:: Consignes ::
[1] Dans le texte sur Bayrou, relevez tout ce que Bayrou dit être verrouillé.
[2] Écrivez la suite du texte sur Bayrou, en partant de sa dernière phrase.

++++ Texte source

Ecrivain, un goût des autres m’obsède. Mais un désir d’autonomie aussi. Et une obsession de la liberté, de la démocratie et de la responsabilité en moi. Ces valeurs ébréchées chez les socialistes, je les retrouve intactes chez Bayrou. Est-ce d’avoir vécu des années dans des pays où l’on ne portait pas l’assistance comme une toute-puissance, des pays moins arrogants, qui n’avaient pas le mot service public à la bouche, mais ne s’en portaient pas plus mal pour autant, qui m’a fait prendre de la distance, et m’a poussé de ma gauche vers mon centre ?

Ou est-ce les mots de ‘blessure’, ‘cicatrice’ dont parle facilement Bayrou, qui me touchent ? Comme si lui aussi avait eu des blessures. Dans l’enfance. Réelles. Et qu’il était plus sensible, aux blessures des autres, aux maux des autres, aux mots.

Je ne suis pas dupe. C’est avec conscience que je tombe dans le piège que Bayrou me tisse. Car c’est comme ça la politique. Il y a toujours, qu’on le veuille ou non, du piège, du pouvoir, des hommes, donc au bout de ça de la démagogie, des mensonges. Forcément. Quand on ne supporte pas le mensonge, on devient moine, ou écrivain. D’ailleurs il y a un peu du moine, avec sa cape de bure, chez Bayrou, admirateur de Ghandi et de Lanza del Vasto, écrivain italien de ma jeunesse. Un moine sorti de son monastère qui ne voudrait plus se taire.

Bayrou. En phonétique s’entend verrou. D’ailleurs il aime le mot verrou. Il l’emploie souvent. Il dit notre république, nos institutions, notre démocratie parlementaire sont verrouillées. Un verrou a sauté chez Bayrou pendant cette campagne. Il s’est déverrouillé. Et devient enfin ce qu’il attendait d’être.

++++++++
++++ Liste des données

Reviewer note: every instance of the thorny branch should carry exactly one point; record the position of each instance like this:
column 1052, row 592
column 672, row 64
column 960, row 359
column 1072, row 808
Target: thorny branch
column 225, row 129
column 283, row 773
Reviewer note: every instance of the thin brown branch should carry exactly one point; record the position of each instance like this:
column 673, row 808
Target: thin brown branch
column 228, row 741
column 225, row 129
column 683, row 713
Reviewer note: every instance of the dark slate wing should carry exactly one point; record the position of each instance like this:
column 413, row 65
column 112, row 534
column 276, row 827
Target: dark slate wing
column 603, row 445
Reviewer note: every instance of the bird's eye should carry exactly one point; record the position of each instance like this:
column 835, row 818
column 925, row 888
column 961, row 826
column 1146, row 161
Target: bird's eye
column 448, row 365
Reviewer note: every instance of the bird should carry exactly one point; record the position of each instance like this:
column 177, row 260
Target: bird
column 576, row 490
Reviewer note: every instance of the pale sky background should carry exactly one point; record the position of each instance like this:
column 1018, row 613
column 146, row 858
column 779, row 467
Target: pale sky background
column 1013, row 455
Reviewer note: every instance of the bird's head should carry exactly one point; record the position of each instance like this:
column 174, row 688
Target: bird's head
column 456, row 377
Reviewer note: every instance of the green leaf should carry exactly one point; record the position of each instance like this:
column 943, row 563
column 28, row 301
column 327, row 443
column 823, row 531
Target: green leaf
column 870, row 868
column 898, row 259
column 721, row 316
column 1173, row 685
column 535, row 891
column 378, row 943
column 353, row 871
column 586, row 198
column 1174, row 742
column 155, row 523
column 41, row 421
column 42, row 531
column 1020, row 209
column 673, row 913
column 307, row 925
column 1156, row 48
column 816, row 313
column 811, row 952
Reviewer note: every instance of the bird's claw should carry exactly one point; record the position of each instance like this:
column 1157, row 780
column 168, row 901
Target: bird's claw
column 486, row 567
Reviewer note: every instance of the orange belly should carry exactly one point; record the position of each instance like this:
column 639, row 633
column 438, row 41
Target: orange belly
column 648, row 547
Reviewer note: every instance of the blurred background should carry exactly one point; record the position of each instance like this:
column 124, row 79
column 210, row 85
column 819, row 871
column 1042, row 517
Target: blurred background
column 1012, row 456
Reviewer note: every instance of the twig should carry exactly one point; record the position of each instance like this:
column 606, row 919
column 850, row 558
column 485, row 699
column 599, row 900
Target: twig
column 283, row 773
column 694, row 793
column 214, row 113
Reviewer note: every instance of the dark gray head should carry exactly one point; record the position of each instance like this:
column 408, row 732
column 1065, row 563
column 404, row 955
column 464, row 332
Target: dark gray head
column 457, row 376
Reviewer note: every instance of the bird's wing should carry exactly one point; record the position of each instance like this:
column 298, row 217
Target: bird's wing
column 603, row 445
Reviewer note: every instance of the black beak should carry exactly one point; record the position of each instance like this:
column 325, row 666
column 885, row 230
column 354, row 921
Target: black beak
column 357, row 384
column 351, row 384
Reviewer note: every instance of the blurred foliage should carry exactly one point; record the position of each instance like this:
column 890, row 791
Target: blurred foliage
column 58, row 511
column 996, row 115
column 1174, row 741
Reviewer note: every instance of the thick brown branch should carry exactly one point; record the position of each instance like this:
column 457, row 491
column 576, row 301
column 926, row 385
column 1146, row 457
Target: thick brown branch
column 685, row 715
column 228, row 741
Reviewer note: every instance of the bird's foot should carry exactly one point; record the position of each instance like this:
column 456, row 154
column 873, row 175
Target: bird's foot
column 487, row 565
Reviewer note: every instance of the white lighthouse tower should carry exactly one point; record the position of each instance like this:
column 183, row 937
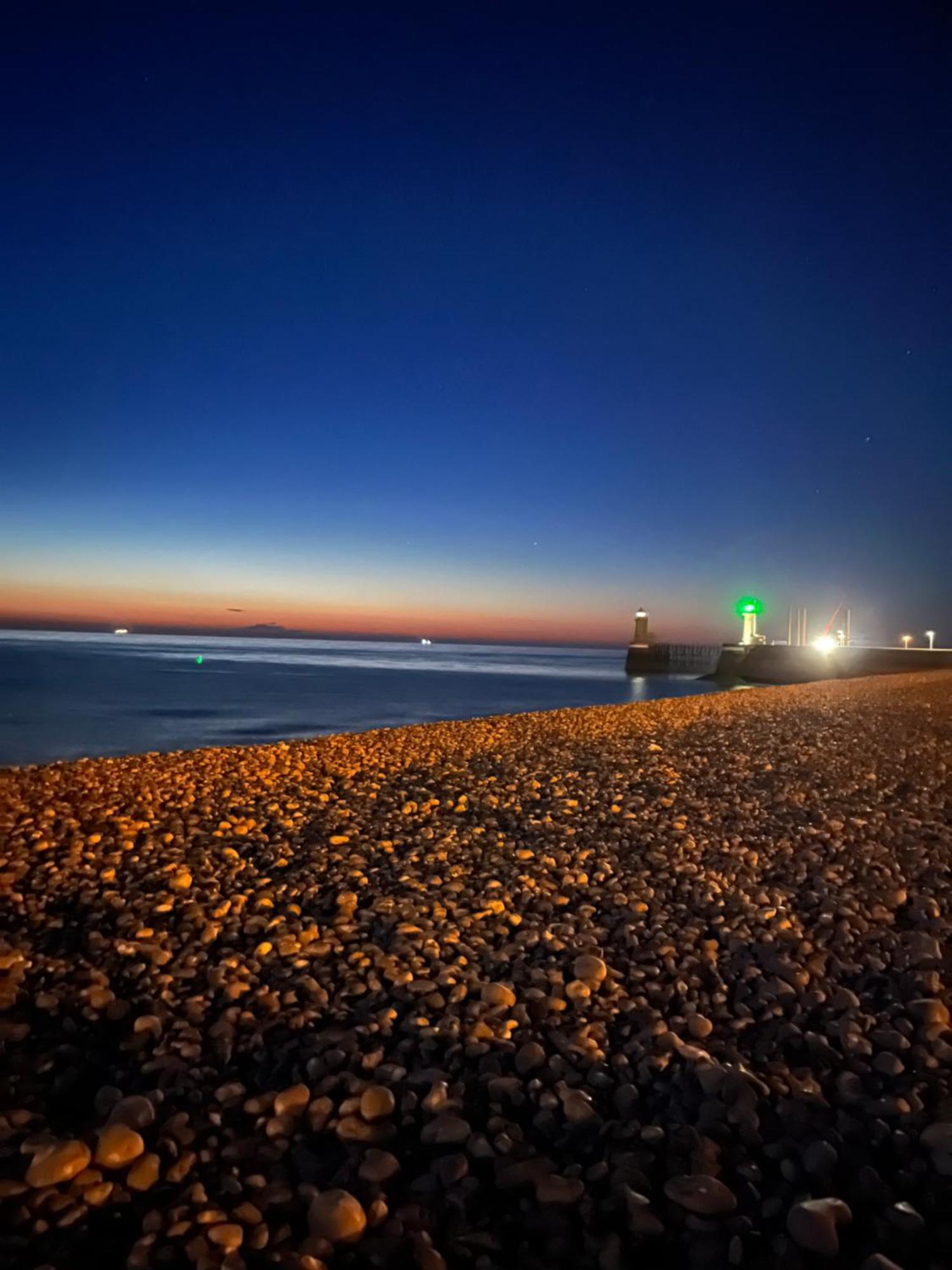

++++++++

:: Corrigé de l'exercice ::
[1]
- notre république
- nos institutions
- notre démocratie parlementaire

[2]
J’ai capté Bayrou lundi soir sur mon ordinateur. Impression que je captais une voix d’ailleurs. Peut-être comme mon grand-père ouvrait sa tsf pour capter leGénéral (je comprends qu’on puisse aimer le Général de 1940, beaucoup moins celui de 1958, et plus du tout pour 2007). Une voix dans mon ordinateur, qui ne sortait pas des hauts-parleurs des salles d’exposition de Villepinte ou de la porte de Versailles retransmis devant une foule sur écrans géants. Impression qu’on participe à quelque chose de nouveau. Que c’est agréable. Un petit parti sans moyens financiers, des amis qui le quittent. Impression que Bayrou se donne du mal, qu’il a de la ténacité, que rien ne lui est donné. Comme avec l’écriture, on a du mal, il faut de la ténacité, et rien n’est donné. Ça me touche. Je dis impression. Il y a peut-être de la démagogie à jouer l’ex-enseignant, l’humble, le modeste, ou est-ce une revanche de l’humble, du modeste, du fils de paysan, qu’il savoure. Je ne le saurai probablement jamais. C’est peut-être ça qui est plus fort chez Bayrou que chez les autres. On voit moins les fils. Chez Ségo ou Sarko tout est cousu de fil blanc ou bleu. Ici il semble y avoir moins de déguisement, moins de tromperie. Comme s’il voulait rapiécer avec du dialogue, le blanc, avec du bleu et du rouge. Et que les fils étaient invisibles. Notez que j’ai horreur des drapeaux et de la Marseillaise en général.

On dirait que Bayrou contrairement aux deux autres me rassure. Pourquoi ? Le grammairien, l’historien, l’homme de culture, de la raison, une certaine profondeur. Montesquieu, l’esprit des lois. Ça me ressemble. Surtout un homme qui tient par-dessus tout à ses mots. Régler la dette. Des ministres choisis à droite comme à gauche. Parmi les meilleurs. Université, Recherche. Ils n’en changent pas. On entend à Strasbourg ce qu’on a entendu à Lille. C’est rassurant. Mine de rien, dans l’ombre, au fond du cours avec ses 15% dans les sondages, c’est lui qui impose la volée à ses deux partenaires. Réforme parlementaire, réduire la dette, chiffrer les programmes, gouverner au centre. Voilà ses deux concurrents contraints à monter au filet, et à parler de ses enjeux à lui. Il mène le jeu.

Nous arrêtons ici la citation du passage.